WHAT THIS TASK INVOLVES: Give back, word for word, only the lines from the one containing "In this picture, where can the wooden plank surface" to the end of the listing below.

-------------------------

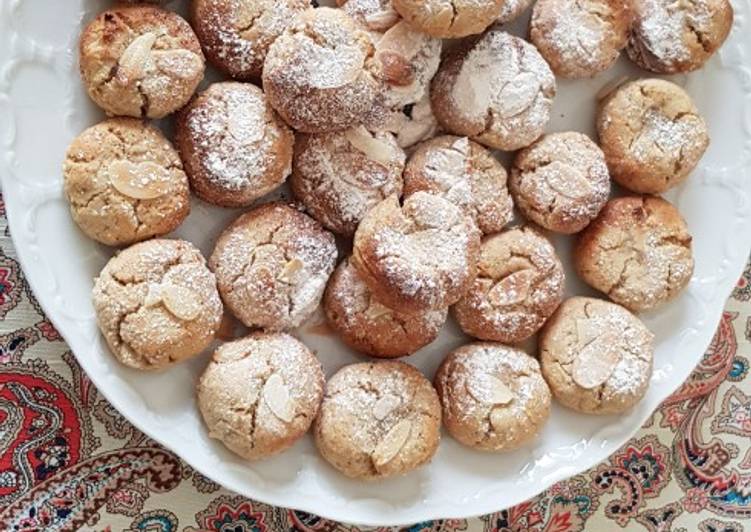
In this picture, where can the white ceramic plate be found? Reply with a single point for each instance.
(43, 106)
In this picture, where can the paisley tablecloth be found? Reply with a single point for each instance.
(69, 461)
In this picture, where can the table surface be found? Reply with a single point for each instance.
(69, 461)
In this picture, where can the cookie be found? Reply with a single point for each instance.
(496, 89)
(464, 173)
(519, 284)
(580, 39)
(339, 177)
(449, 19)
(561, 182)
(493, 397)
(235, 147)
(236, 34)
(378, 420)
(157, 304)
(260, 394)
(652, 135)
(368, 326)
(417, 256)
(596, 356)
(638, 252)
(272, 264)
(671, 37)
(140, 61)
(320, 74)
(125, 182)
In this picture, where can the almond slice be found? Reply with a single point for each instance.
(181, 301)
(374, 148)
(142, 181)
(597, 360)
(488, 389)
(392, 443)
(512, 289)
(567, 180)
(276, 395)
(134, 60)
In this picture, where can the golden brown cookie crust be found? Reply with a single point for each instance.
(260, 394)
(638, 252)
(125, 182)
(140, 61)
(595, 330)
(493, 396)
(519, 284)
(378, 420)
(369, 326)
(157, 303)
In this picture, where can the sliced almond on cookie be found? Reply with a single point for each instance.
(488, 389)
(512, 289)
(596, 362)
(181, 301)
(392, 443)
(276, 395)
(142, 181)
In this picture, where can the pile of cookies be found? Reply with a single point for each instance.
(386, 140)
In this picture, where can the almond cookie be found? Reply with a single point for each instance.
(260, 394)
(493, 396)
(449, 19)
(235, 147)
(496, 89)
(519, 284)
(320, 74)
(341, 176)
(272, 265)
(156, 304)
(378, 420)
(580, 38)
(369, 326)
(125, 182)
(596, 356)
(236, 34)
(670, 37)
(418, 256)
(561, 182)
(464, 173)
(638, 252)
(140, 61)
(652, 135)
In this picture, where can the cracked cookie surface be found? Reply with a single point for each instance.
(519, 284)
(449, 19)
(652, 135)
(670, 36)
(418, 256)
(125, 182)
(561, 182)
(157, 303)
(580, 38)
(260, 394)
(369, 326)
(272, 265)
(496, 89)
(339, 177)
(596, 356)
(378, 420)
(320, 74)
(236, 34)
(140, 61)
(234, 145)
(638, 252)
(493, 396)
(464, 173)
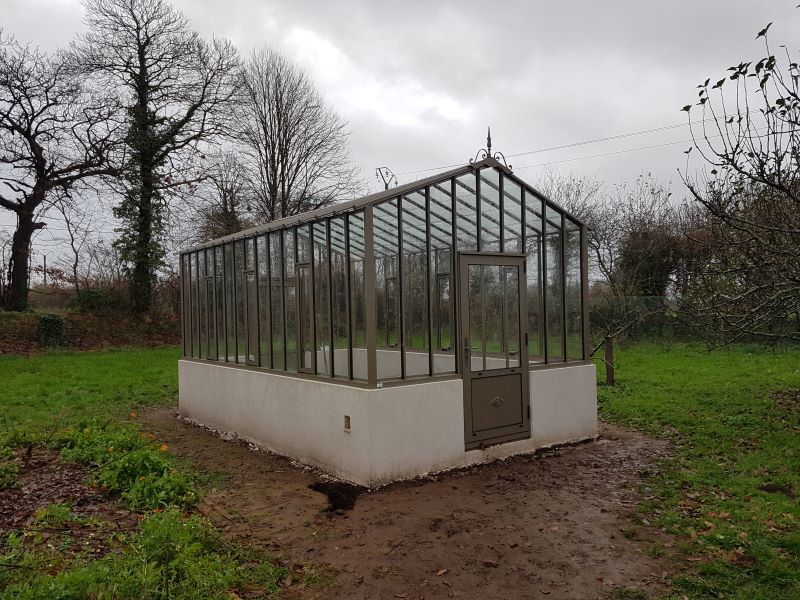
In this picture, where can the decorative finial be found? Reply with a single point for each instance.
(487, 152)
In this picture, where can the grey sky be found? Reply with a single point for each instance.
(419, 81)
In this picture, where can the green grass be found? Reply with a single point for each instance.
(56, 388)
(730, 493)
(80, 404)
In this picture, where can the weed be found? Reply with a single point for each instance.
(171, 557)
(129, 463)
(9, 468)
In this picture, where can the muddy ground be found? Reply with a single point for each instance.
(560, 524)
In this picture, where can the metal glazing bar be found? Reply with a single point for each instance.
(197, 302)
(256, 277)
(502, 222)
(369, 297)
(282, 245)
(235, 304)
(478, 215)
(564, 284)
(400, 261)
(455, 331)
(585, 291)
(348, 292)
(268, 248)
(182, 297)
(330, 297)
(544, 287)
(428, 270)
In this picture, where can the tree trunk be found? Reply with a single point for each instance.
(142, 277)
(19, 277)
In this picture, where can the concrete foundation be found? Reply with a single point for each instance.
(394, 432)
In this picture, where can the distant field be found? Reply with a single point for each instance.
(731, 492)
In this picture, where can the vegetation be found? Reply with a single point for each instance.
(75, 403)
(729, 493)
(171, 556)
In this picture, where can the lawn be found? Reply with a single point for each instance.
(69, 408)
(730, 493)
(45, 390)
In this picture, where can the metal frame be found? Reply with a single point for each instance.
(412, 236)
(474, 438)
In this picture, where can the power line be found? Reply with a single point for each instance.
(586, 142)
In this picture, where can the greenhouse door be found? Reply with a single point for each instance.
(494, 358)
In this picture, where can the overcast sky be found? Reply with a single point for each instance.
(419, 81)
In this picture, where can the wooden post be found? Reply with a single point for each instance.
(609, 360)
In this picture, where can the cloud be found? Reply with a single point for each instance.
(399, 100)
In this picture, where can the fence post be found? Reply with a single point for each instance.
(609, 360)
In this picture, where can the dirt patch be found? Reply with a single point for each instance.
(558, 525)
(45, 480)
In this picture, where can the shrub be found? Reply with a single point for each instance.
(50, 331)
(99, 300)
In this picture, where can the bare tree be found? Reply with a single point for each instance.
(79, 222)
(748, 283)
(54, 132)
(298, 146)
(178, 90)
(223, 202)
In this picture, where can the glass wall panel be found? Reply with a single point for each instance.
(305, 322)
(355, 235)
(510, 277)
(276, 297)
(490, 210)
(512, 216)
(387, 289)
(211, 320)
(534, 300)
(339, 319)
(554, 283)
(290, 296)
(572, 250)
(466, 219)
(194, 307)
(202, 310)
(322, 299)
(230, 309)
(415, 285)
(442, 306)
(263, 301)
(303, 244)
(219, 291)
(241, 299)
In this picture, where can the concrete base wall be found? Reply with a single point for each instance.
(395, 432)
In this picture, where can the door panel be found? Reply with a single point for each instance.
(494, 365)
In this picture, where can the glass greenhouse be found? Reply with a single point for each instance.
(470, 274)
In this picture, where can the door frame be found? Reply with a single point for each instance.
(473, 440)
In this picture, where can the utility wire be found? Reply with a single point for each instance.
(587, 142)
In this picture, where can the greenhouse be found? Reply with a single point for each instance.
(433, 325)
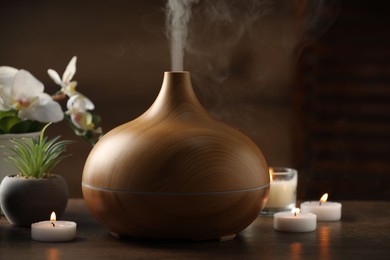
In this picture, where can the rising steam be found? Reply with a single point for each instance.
(178, 13)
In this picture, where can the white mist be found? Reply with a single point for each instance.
(178, 13)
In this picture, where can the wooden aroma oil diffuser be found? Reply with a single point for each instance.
(175, 172)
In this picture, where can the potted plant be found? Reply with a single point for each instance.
(35, 192)
(25, 108)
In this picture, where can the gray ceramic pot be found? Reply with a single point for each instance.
(25, 201)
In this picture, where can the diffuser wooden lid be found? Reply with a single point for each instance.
(175, 147)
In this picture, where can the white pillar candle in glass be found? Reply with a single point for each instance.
(283, 190)
(325, 210)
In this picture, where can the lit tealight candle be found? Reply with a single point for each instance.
(325, 210)
(53, 231)
(295, 221)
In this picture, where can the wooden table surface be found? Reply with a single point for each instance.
(363, 233)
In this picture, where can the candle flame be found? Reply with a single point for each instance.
(295, 211)
(53, 216)
(324, 198)
(271, 171)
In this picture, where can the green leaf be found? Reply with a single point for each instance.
(36, 157)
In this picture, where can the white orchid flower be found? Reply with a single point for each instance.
(67, 86)
(28, 98)
(7, 75)
(78, 106)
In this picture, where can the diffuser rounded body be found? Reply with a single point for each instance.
(175, 172)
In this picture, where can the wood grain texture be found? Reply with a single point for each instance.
(175, 171)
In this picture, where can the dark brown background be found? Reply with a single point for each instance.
(326, 113)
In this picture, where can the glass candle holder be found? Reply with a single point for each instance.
(283, 190)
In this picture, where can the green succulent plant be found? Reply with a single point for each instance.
(36, 157)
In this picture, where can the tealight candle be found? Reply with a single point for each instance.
(282, 194)
(295, 221)
(53, 231)
(325, 210)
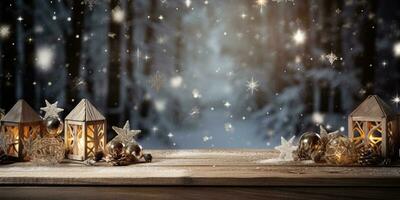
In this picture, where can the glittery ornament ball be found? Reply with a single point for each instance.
(309, 143)
(340, 151)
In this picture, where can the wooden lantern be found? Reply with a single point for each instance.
(85, 131)
(374, 123)
(19, 128)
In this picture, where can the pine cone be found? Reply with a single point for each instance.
(369, 155)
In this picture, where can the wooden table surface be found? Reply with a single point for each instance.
(182, 171)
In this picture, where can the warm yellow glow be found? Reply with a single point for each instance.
(261, 4)
(396, 49)
(299, 37)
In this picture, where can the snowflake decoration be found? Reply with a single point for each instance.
(90, 3)
(286, 149)
(156, 81)
(125, 134)
(51, 110)
(252, 85)
(331, 58)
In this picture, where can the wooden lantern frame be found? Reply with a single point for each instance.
(85, 132)
(374, 123)
(20, 127)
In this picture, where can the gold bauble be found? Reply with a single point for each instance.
(340, 151)
(115, 148)
(134, 149)
(309, 143)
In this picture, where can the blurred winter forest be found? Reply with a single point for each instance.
(203, 73)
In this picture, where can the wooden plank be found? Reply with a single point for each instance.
(203, 168)
(209, 193)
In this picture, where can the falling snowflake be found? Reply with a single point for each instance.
(396, 100)
(261, 4)
(286, 149)
(195, 111)
(207, 138)
(51, 110)
(196, 94)
(252, 85)
(4, 31)
(156, 81)
(188, 3)
(228, 127)
(227, 104)
(176, 81)
(90, 3)
(118, 15)
(44, 58)
(396, 49)
(331, 58)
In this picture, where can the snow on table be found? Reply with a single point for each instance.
(208, 167)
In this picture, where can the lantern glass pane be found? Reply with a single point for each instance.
(375, 133)
(74, 138)
(11, 138)
(94, 138)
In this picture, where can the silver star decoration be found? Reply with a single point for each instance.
(51, 110)
(286, 149)
(252, 85)
(331, 57)
(125, 134)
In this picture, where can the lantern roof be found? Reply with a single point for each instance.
(373, 107)
(21, 112)
(84, 112)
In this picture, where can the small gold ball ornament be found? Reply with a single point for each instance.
(309, 144)
(115, 149)
(340, 151)
(134, 150)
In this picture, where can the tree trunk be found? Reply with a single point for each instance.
(9, 54)
(73, 47)
(367, 59)
(114, 68)
(130, 64)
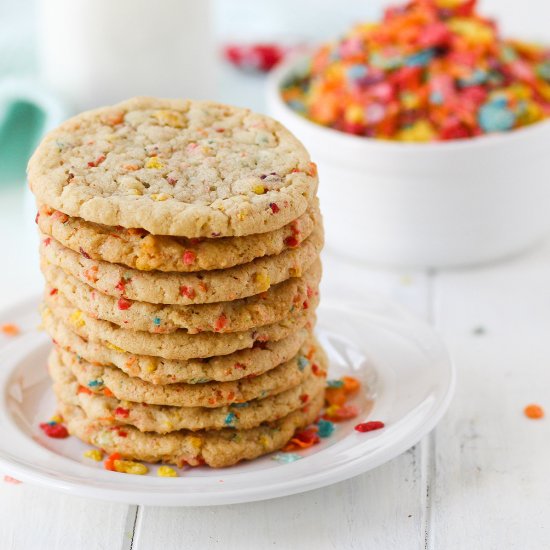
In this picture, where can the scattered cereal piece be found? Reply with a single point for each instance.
(94, 454)
(109, 463)
(303, 440)
(336, 413)
(369, 426)
(130, 467)
(533, 411)
(325, 428)
(54, 430)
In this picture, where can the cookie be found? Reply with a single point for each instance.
(165, 419)
(99, 379)
(269, 307)
(263, 356)
(186, 288)
(175, 345)
(140, 250)
(217, 449)
(172, 167)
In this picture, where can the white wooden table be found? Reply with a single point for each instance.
(479, 480)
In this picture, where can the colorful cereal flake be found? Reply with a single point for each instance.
(534, 412)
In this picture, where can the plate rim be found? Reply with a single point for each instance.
(146, 495)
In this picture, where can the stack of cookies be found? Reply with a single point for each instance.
(180, 245)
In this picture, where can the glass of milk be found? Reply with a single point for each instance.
(99, 52)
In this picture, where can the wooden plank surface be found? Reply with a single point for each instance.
(492, 482)
(32, 518)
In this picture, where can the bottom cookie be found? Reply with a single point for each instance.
(215, 448)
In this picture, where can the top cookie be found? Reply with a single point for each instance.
(175, 167)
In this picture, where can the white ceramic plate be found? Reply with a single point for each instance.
(408, 380)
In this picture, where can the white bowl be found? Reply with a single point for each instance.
(440, 204)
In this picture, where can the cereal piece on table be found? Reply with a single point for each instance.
(534, 412)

-------------------------

OUTPUT BELOW:
In this picture, where can the wooden plank surface be found? Reply with a single point for each instance.
(492, 482)
(32, 518)
In this picture, where can the bottom cookie be found? Reply with a single point for each instance.
(215, 448)
In this picture, where can the top cookie be found? Reply with a single point for each instance.
(175, 167)
In this picture, where can the white ceramic plate be found? Reply with a single point for each instance.
(408, 380)
In this picture, where can the white bowl be found? Reply with a single point for each instance.
(440, 204)
In this picture, where can the cereal piece on table be found? Reply with a single point for each instance.
(534, 412)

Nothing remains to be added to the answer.